### Task requirements
Write out all of the records precisely. Skip anything that is a picture.

### Data extract

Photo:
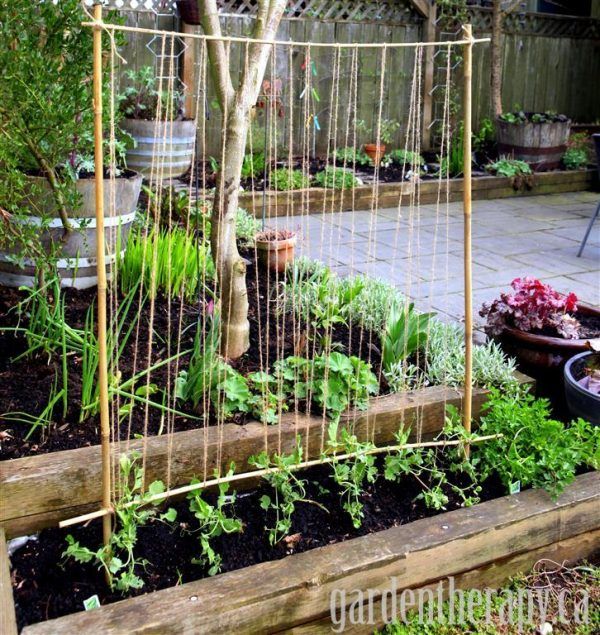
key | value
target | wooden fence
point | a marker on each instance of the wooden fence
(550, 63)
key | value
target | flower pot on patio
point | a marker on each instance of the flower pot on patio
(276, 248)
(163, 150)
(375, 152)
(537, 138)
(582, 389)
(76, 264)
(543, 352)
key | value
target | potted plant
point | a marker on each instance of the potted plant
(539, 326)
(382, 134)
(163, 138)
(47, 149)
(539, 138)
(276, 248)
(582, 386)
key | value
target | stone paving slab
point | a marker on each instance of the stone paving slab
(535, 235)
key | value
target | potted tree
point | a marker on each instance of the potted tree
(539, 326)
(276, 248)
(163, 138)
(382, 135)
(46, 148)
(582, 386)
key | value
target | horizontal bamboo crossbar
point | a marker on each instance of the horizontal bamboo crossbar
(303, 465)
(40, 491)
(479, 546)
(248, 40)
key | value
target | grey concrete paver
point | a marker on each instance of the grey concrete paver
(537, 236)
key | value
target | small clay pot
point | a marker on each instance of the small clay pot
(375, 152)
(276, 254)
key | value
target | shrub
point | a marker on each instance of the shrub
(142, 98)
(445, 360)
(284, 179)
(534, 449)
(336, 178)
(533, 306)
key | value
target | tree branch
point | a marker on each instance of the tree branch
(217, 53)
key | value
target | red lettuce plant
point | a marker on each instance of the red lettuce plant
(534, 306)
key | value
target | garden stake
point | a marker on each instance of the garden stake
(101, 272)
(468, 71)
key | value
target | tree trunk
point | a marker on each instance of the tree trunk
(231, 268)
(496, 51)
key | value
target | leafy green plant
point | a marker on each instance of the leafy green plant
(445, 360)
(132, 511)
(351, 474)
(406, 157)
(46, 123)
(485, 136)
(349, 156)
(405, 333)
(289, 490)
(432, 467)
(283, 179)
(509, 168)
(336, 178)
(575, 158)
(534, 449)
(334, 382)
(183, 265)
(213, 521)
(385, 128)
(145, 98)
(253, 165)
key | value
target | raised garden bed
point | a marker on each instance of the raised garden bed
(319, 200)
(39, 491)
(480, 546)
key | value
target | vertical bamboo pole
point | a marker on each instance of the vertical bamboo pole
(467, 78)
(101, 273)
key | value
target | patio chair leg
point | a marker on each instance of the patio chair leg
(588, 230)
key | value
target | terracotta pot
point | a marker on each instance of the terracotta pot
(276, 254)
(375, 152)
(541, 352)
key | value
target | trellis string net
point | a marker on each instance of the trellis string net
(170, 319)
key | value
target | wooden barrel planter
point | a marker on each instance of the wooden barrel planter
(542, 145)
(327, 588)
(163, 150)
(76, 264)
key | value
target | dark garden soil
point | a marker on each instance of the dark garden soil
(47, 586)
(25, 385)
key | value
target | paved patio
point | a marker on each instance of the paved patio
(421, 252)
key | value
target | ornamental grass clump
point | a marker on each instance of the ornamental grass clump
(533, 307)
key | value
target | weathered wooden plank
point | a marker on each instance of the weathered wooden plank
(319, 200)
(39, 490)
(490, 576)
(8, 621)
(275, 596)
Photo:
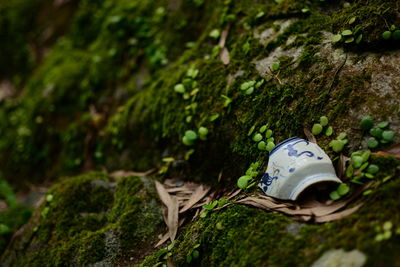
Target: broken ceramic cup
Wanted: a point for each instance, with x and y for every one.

### Answer for the task
Photo:
key | value
target | wooden fence
point | a marker on each instance of the wooden fence
(550, 63)
key | value
target | flower pot on patio
point | a marker on each instance of the flower pot on patio
(276, 248)
(163, 150)
(375, 152)
(537, 138)
(582, 389)
(76, 264)
(543, 352)
key | value
target | potted plant
point | a marker on each instance of the potted plant
(539, 326)
(382, 134)
(163, 138)
(47, 149)
(539, 138)
(276, 248)
(582, 386)
key | value
target | stone paving slab
point | a marker on each instance of the stone paving slab
(535, 235)
key | value
target | potted tree
point | a marker on each instance of the potted tree
(539, 326)
(276, 248)
(163, 138)
(382, 135)
(46, 148)
(582, 386)
key | value
target | horizontal bamboo crossbar
point | a marker on each instance of the horizontal bamboo crossbar
(303, 465)
(40, 491)
(479, 546)
(248, 40)
key | value
target | grey concrete paver
point | a marker on each instance of the grey concrete paver
(537, 236)
key | value
target | small clay pot
point | a marker on each instance of the small clay pot
(375, 152)
(276, 254)
key | value
target | shrub
point | a marker on each instance of the shrub
(142, 98)
(445, 360)
(284, 179)
(534, 449)
(336, 178)
(533, 306)
key | value
target | tree branch
point | a marker on each instance of the tree branch
(217, 53)
key | value
target | red lettuce plant
point | a marker on each instance of the red lettuce plant
(534, 306)
key | value
target | garden stake
point | a marker on each instance of the garden stake
(101, 272)
(468, 71)
key | value
target | tree trunk
point | a marker on each instance of the tree trunk
(231, 268)
(496, 51)
key | value
target | leafy green plant
point | a marker on each instance of the leafy green plant
(445, 360)
(132, 511)
(351, 474)
(406, 157)
(46, 123)
(485, 136)
(349, 156)
(405, 333)
(289, 490)
(432, 467)
(283, 179)
(509, 168)
(336, 178)
(575, 158)
(534, 449)
(334, 382)
(183, 265)
(213, 521)
(385, 128)
(145, 98)
(253, 165)
key | value
target | raised garden bed
point | a marker on each instance of the raised garden bed
(319, 200)
(39, 491)
(480, 546)
key | value
target | vertical bamboo pole
point | a marker on each instance of the vertical bamboo pole
(467, 78)
(101, 273)
key | value
target | patio chair leg
point | a marker on each instance of the patio chair leg
(588, 230)
key | value
target | terracotta pot
point | a marker on each instance of the terracotta pot
(276, 254)
(375, 152)
(541, 352)
key | value
target | trellis string net
point | a marker on each instance of the trellis string net
(170, 319)
key | value
target | wooden barrel planter
point | a marker on each instance of the wooden barrel planter
(542, 145)
(327, 588)
(163, 150)
(76, 264)
key | value
target | dark garden soil
point | a marker on each instance of the dark garden soil
(47, 586)
(25, 385)
key | value
target | paved patio
point | a marker on each instance of the paved patio
(421, 252)
key | value
target | ornamental grass clump
point | a marker on each instance of the ornamental grass clump
(533, 307)
key | value
target | weathered wooden plank
point | a marker on each instance of the weathered wooden plank
(319, 200)
(39, 490)
(490, 576)
(8, 621)
(275, 596)
Photo:
Target: broken ceramic cup
Wanted: a point for each instance, with x and y for every one.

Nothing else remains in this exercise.